_JOB A_: Which lines in the rows below contain the word "service"? List each of them in full.

_EXTRACTED TEXT_:
The publication of my TED talk about the Galileo Project earlier this week received 200,000 views within a day. From my vantage point as a scientist, such acclaim is “close, but no cigar.” The real reward is in discovering aliens, not talking about them.

From a young age, I tend to focus on the challenges ahead rather than rest on my laurels. As the carrier of a family name that barely survived the holocaust, I am constantly worried. For a farm-boy turned scientist who is genuinely curious about nature, bliss comes with new data. This stands in contrast to solar system experts who know the answer in advance, and who told me when the first interstellar object `Oumuamua showed up: “I wish it never existed.” Wishing that facts go away is the trademark of politicians, not scientists. Alas, scientists sometimes behave like politicians.

During my morning jog at sunrise yesterday, I was particularly concerned that our planned expedition to retrieve large pieces of Interstellar Meteor 1 (IM1) is not funded as of yet. The meteor impacted Earth on January 8, 2014 with a speed that translated to 60 kilometers per second relative to the Local Standard of Rest of the Milky Way galaxy. It was faster than 95% of the stars in the vicinity of the Sun. Could it have been a Voyager-type meteor?

_TASK DATA_:
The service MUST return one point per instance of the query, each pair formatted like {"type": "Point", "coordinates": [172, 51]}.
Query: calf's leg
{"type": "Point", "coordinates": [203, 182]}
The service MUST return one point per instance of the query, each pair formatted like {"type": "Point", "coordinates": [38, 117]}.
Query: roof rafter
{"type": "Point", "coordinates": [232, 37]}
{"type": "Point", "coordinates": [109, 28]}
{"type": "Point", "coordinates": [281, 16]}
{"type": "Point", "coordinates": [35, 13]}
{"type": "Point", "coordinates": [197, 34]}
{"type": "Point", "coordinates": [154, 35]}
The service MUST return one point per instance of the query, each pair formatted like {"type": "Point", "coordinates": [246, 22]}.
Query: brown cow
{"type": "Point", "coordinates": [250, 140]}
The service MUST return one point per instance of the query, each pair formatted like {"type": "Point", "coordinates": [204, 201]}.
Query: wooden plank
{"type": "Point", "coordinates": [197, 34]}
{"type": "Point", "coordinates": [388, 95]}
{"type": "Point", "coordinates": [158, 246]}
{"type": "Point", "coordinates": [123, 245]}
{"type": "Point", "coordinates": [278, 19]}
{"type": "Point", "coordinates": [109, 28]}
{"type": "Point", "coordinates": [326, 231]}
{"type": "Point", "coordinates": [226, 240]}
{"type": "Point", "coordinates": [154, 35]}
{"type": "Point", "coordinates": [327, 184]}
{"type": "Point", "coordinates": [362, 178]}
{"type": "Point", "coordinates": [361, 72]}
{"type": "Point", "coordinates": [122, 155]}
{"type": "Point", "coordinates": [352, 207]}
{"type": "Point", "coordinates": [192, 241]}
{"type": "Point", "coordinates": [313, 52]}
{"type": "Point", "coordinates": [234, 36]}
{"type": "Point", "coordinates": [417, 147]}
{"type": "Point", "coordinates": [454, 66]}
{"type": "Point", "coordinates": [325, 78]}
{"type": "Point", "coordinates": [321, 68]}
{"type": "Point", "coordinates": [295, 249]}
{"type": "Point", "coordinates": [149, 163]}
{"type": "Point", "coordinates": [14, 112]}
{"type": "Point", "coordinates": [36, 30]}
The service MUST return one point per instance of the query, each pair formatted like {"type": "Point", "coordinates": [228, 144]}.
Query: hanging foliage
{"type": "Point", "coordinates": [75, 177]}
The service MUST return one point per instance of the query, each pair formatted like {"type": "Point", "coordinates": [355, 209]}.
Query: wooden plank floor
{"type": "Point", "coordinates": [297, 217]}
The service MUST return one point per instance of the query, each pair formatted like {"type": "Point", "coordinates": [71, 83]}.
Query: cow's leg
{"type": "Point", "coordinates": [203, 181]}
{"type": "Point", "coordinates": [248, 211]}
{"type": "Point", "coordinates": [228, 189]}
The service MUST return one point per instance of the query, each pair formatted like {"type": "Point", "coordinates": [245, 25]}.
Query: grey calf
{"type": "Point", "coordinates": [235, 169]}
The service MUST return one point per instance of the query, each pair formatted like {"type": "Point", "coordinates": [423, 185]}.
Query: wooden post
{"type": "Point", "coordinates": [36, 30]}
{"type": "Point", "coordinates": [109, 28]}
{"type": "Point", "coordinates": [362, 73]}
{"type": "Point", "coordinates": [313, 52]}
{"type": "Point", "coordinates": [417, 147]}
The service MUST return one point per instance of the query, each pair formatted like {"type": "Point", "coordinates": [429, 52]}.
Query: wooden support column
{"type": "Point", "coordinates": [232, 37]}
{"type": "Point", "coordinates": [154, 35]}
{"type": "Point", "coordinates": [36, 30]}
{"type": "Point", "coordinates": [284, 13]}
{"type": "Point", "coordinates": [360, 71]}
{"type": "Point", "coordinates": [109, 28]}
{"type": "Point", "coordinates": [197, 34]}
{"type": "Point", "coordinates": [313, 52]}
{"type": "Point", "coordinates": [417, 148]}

_JOB B_: Can you extend the passage above about the Galileo Project and Interstellar Meteor 1, picking up after its final sentence?

_TASK ANSWER A_:
The service MUST return one point per instance of the query, each pair formatted like {"type": "Point", "coordinates": [172, 51]}.
The service MUST return one point per instance of the query, each pair formatted like {"type": "Point", "coordinates": [38, 117]}.
The service MUST return one point per instance of the query, each pair formatted like {"type": "Point", "coordinates": [246, 22]}.
The service MUST return one point per instance of the query, each pair formatted like {"type": "Point", "coordinates": [204, 201]}.
The service MUST return one point per instance of the query, each pair formatted like {"type": "Point", "coordinates": [228, 144]}.
The service MUST return one point per instance of the query, each pair formatted like {"type": "Point", "coordinates": [355, 209]}.
The service MUST return one point per instance of the query, each pair formatted like {"type": "Point", "coordinates": [71, 83]}.
The service MUST return one point per instance of the query, each pair formatted like {"type": "Point", "coordinates": [245, 25]}.
The service MUST return one point per instance of the query, each pair formatted like {"type": "Point", "coordinates": [423, 185]}.
The service MUST return one point per instance of the query, each pair formatted like {"type": "Point", "coordinates": [429, 52]}.

_TASK ANSWER B_:
A year ago, on June 14–28, 2023, we visited IM1’s impact site, localized by sensors aboard satellites of the U.S. Department of Defense, which detected the light from IM1’s brilliant fireball. We conducted an extensive towed-magnetic-sled survey over the seafloor and found about 850 molten droplets in the form of spherules of diameter 0.1–1.3 millimeters in our samples. The samples were analyzed by state-of-the-art laboratory instruments including a micro-X-Ray Fluorescence analyzer, Electron Probe Microanalyzer and an Inductive-Coupled-Plasma Mass-spectrometer. We identified 78% of the spherules as primitive with a composition that resembles the primordial material that made the solar system. When rocky planets like the Earth or Mars form with a hot molten rock (magma or lava ocean) on their surface as a result of bombardment by large bodies, some elements from the periodic table which have a chemical affinity to iron migrate towards the iron core and leave behind a modified abundance pattern, which we labeled as “differentiated”. Our analysis revealed that 22% of our spherules were differentiated.

Among the differentiated spherules, about half, namely 10% of the total number of spherules, had a chemical composition that was never reported before in the scientific literature, characterized by an enhanced abundance of some elements up to a thousand times larger than the standard solar composition. We labeled this special set: “BeLaU”-type spherules. The BeLaU composition is unfamiliar and different from the composition of the crust of the Earth, Mars, the Moon, asteroids and comets and potentially flags an origin from outside the solar system. This origin could be natural or artificial.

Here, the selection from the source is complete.